» **EXERCISE INSTRUCTIONS**
When you retype the records that follow, keep each word as it is and drop any pictures.

Records contained in a dataset:
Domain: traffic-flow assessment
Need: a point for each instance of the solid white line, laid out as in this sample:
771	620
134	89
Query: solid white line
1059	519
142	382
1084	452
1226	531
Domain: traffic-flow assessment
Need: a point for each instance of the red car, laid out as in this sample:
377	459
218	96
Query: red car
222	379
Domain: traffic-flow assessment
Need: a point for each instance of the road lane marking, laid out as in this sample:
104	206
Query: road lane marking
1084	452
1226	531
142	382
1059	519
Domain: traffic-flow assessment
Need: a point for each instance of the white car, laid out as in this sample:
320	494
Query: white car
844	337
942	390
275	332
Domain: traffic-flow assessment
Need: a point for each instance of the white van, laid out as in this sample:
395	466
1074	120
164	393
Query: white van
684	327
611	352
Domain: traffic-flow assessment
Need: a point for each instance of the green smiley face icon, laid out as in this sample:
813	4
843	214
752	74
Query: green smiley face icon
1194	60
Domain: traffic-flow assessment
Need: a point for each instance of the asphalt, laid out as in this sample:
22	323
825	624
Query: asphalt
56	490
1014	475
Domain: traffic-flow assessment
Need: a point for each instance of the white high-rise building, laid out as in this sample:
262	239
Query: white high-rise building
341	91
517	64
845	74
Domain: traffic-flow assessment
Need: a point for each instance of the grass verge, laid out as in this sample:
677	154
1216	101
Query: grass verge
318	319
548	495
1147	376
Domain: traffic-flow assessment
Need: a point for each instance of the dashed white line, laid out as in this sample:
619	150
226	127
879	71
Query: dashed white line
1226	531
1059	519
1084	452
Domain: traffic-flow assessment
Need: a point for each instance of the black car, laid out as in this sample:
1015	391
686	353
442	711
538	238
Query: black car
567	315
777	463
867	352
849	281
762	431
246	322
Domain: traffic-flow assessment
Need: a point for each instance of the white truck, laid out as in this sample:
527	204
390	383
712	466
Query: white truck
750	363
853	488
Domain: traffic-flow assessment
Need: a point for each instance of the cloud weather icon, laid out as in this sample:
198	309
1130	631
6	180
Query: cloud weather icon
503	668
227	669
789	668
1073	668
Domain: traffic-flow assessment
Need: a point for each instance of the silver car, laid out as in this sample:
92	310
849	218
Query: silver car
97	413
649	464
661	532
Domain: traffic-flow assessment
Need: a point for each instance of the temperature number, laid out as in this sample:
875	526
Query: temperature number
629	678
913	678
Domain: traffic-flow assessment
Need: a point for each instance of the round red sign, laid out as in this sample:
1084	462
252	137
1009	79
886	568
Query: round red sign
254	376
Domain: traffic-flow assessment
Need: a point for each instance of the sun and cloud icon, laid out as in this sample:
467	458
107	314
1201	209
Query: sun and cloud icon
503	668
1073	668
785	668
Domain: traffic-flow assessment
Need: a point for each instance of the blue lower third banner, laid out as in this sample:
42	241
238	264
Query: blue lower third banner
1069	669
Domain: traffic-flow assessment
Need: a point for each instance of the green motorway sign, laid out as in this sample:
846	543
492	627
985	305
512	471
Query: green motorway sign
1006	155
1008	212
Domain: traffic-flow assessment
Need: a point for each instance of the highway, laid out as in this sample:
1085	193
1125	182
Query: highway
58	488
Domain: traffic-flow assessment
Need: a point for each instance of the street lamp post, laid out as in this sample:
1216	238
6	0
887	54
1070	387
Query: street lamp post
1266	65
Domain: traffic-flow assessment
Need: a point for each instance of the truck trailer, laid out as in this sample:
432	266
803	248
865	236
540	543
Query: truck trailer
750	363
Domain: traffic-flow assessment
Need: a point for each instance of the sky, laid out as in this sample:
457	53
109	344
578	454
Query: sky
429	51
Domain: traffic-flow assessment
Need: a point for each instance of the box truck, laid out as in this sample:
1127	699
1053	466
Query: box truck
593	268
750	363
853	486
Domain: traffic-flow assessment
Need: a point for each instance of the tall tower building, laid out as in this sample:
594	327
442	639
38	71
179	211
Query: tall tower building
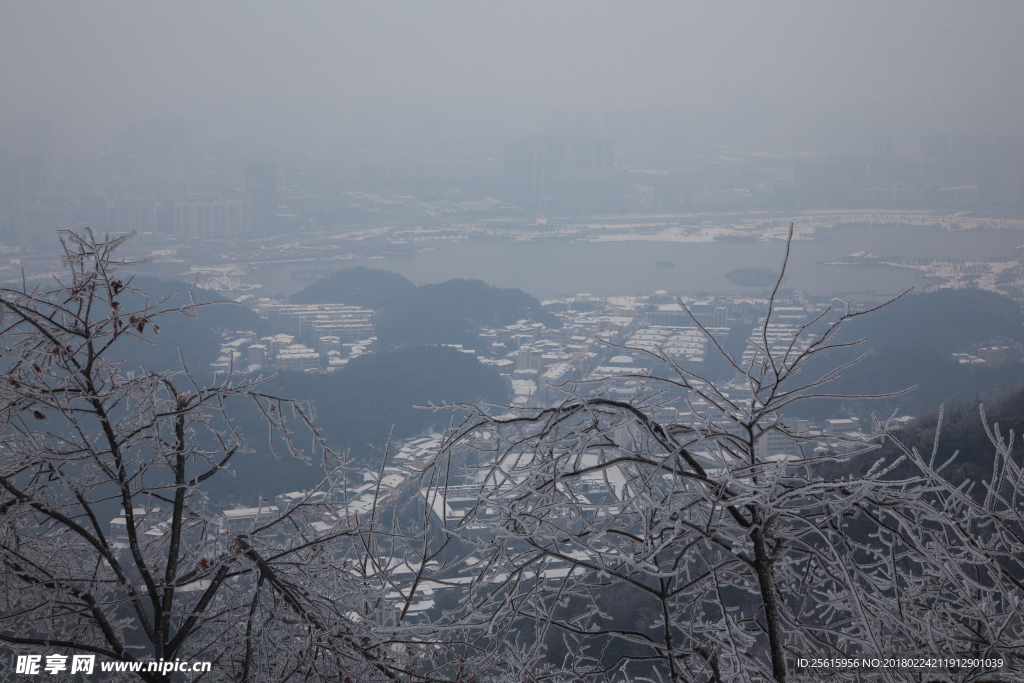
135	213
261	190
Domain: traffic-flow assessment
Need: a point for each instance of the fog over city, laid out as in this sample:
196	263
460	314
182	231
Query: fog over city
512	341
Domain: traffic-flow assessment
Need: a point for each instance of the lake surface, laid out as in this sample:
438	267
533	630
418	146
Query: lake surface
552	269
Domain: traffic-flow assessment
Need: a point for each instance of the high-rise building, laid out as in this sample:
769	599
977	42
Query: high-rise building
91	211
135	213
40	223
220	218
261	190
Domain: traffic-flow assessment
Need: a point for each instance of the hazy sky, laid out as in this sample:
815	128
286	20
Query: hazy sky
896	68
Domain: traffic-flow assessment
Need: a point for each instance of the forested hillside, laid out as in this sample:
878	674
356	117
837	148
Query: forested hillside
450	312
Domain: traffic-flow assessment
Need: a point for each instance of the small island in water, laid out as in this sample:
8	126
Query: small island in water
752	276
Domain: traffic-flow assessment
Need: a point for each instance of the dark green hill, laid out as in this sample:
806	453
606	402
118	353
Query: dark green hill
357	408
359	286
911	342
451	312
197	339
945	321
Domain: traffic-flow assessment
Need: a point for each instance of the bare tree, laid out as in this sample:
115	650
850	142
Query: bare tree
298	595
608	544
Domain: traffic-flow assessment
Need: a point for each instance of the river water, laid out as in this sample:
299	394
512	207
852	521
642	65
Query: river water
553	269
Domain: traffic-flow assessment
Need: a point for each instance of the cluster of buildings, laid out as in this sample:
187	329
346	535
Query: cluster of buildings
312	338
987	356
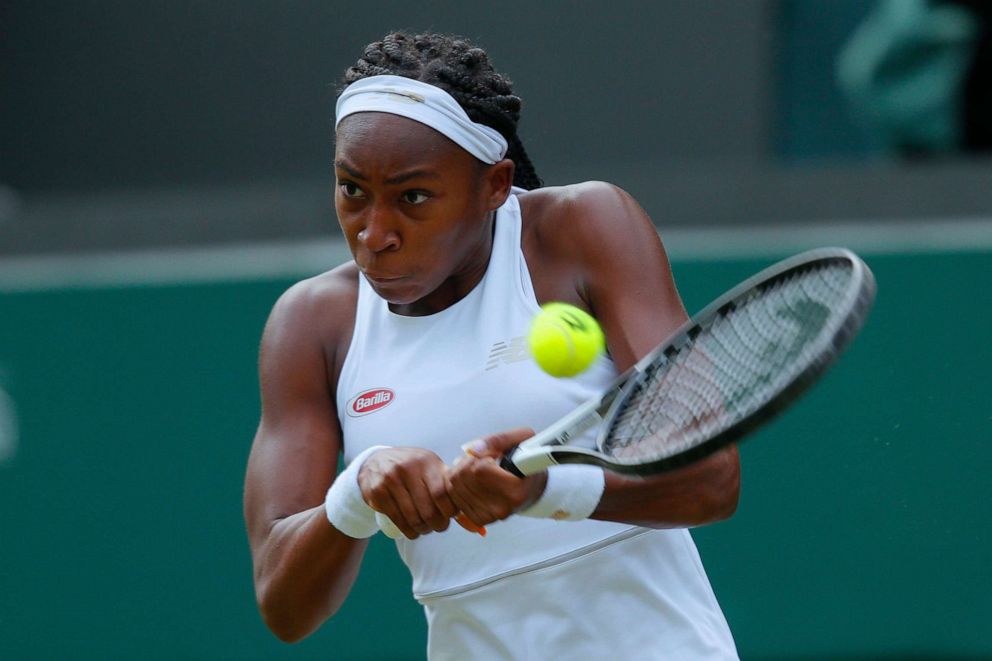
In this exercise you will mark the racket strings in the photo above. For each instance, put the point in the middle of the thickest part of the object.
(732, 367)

» **EXERCISE SOLUTION**
Domain: traffic-flow assessment
Need: a point for each instance of the solid white line, laid out as in this sample:
771	620
134	89
Query: solid white line
1059	519
142	382
1084	452
1226	531
Domain: traffic-flow assessment
Need: a point for each instance of the red car, laid out as in this sample:
377	459
218	96
Query: red car
222	379
Domain: traffic-flow assessment
Need: a point for each instance of the road lane marking, laid out as in this sample:
104	206
Query: road lane marking
1084	452
1226	531
142	382
1059	519
Domain: traffic-flow assessment
Need: a point for each instance of the white car, laid out as in this sample:
320	494
Query: white car
844	337
942	390
275	332
Domain: traffic-flow assessment
Need: a point for each instance of the white van, laid out as in this sample:
395	466
1074	120
164	393
Query: white van
684	327
611	352
Domain: traffic-flow assessment
Need: a point for each instance of the green smiley face icon, laid out as in this sample:
813	4
843	214
752	74
Query: green smiley face icon
1194	60
Domain: traffic-flow assessment
Need: a point for each instance of the asphalt, laid out as in this sample:
22	323
825	624
Query: asphalt
56	490
1014	475
Domain: traffic-flow assessment
Need: a point for each instance of the white high-rise building, laid out as in this sample:
262	239
Query: white high-rise building
341	91
517	64
845	74
Domain: traffic-flow assessment
Need: a point for each instance of the grass verge, laid out as in this sample:
677	154
1216	101
Query: grass verge
318	319
548	495
1147	376
Domain: traffic-flow assessment
Need: a point for each instance of the dashed white line, laid out as in this sample:
619	150
226	127
879	71
Query: dashed white line
1226	531
1059	519
1084	452
Domain: traffic-flow assessment
Need: a point for each instance of the black car, laid out as in this sample:
1015	391
686	353
442	711
538	238
Query: black car
567	315
777	463
867	352
849	281
762	431
246	322
Domain: traffic-flow assessment
Need: a point for each instance of the white truck, laid out as in this sample:
527	204
390	383
712	466
Query: white truck
750	363
853	488
Domain: traffic-flow assessment
Need: a point for each instance of the cloud weather icon, laid out as in this sample:
198	309
1130	631
6	180
Query: cloud weather icon
503	668
227	669
789	668
1073	668
Domain: traffic-flow assessment
Need: a point for each instance of the silver car, laid out as in this sample:
92	310
849	218
Query: silver car
97	413
649	464
661	532
Domain: traffic-flow assessment
Need: a point for each instance of the temperature number, laid out as in this sample:
875	526
Query: temperature number
629	678
913	678
Domain: traffic-flow assessment
Need: a point for each instance of the round red sign, laid out as in this sample:
1084	462
252	137
1009	79
886	568
Query: round red sign
254	376
Domain: traffic-flow assessment
Need: a point for each instance of the sun and cloud icon, laid out as in this sample:
467	458
107	314
1201	209
Query: sun and cloud icon
503	668
1073	668
785	668
Domain: traffic-flow assessment
Need: a point for each instance of the blue lower third banner, laid out as in this sample:
42	241
238	264
Query: blue lower third banner
1069	669
Domain: traffic-flow assessment
Need: a point for each instance of the green motorway sign, laid out as in this sample:
846	543
492	627
985	305
512	471
Query: green motorway sign
1006	155
1008	212
Domain: traffic-flow assessment
Need: a point for each instance of the highway, laid out as in this sample:
1085	193
1125	182
Query: highway
58	488
Domain: traffic-flow assessment
Need: a point for each instance of the street lamp post, laid out as in this sample:
1216	238
6	0
887	54
1070	387
Query: street lamp post
1266	65
Domain: traffic-flow assessment
Need: a point for each instance of the truck trailer, laid out as in this sample:
432	266
803	248
865	236
540	543
Query: truck trailer
750	363
Domain: traffic-flow assessment
Need: a point for each instance of the sky, laid out as in this sample:
457	53
109	344
578	454
Query: sky
429	51
Domain: traffic-flow assessment
Need: a point for each instance of the box truck, laid out as in this sample:
1127	699
1053	466
Query: box truck
593	268
750	363
853	486
Domain: traffic-flow assessment
Need: a point for each instance of the tall tower building, laid out as in this sample:
594	327
442	639
38	71
179	211
Query: tall tower building
135	213
261	190
Domain: traffic-flow assessment
Need: a point for each instance of the fog over city, laid out as in this sample:
196	263
460	314
182	231
Query: fog over city
512	341
Domain: traffic-flow assessment
Need: a point for each instance of the lake surface, laid out as in this sample:
438	267
533	630
418	146
Query: lake surface
552	269
Domain: traffic-flow assessment
Need: a point for each instance of the high-rise building, laid out as in this sample:
769	599
977	42
Query: high-rise building
91	211
135	213
40	223
220	218
261	190
Domain: traffic-flow assessment
Need: a point for each instance of the hazy sky, laid out as in this sample:
815	128
286	20
Query: hazy sky
896	68
Domain: traffic-flow assessment
Need: a point for each instance of the forested hillside, laid out as in this sample:
878	674
356	117
837	148
Query: forested hillside
450	312
Domain: traffic-flow assessment
Need: a point for each instance of the small island in water, laid out as in this sample:
8	126
Query: small island in water
752	276
Domain: traffic-flow assessment
Need: a point for each instance of the dark green hill, laid out as in this sample:
806	453
606	402
118	353
Query: dark green hill
357	408
359	286
911	342
451	312
197	339
945	321
Domain: traffic-flow assessment
Need: a point for each instance of the bare tree, laid out as in this sample:
115	650
850	142
Query: bare tree
298	595
608	544
Domain: traffic-flow assessment
Need: a point for each instance of the river water, laid out as in this sample:
299	394
512	207
852	521
642	65
Query: river water
553	269
Domain: traffic-flow assessment
Need: a point for each instance of the cluster of buildings, laid out as in this sample:
187	329
346	535
Query: cluster of buildings
312	338
987	356
In this exercise you will mark the racket strings in the photo above. For each instance, put the point in the middle of the thickest part of the object.
(732, 367)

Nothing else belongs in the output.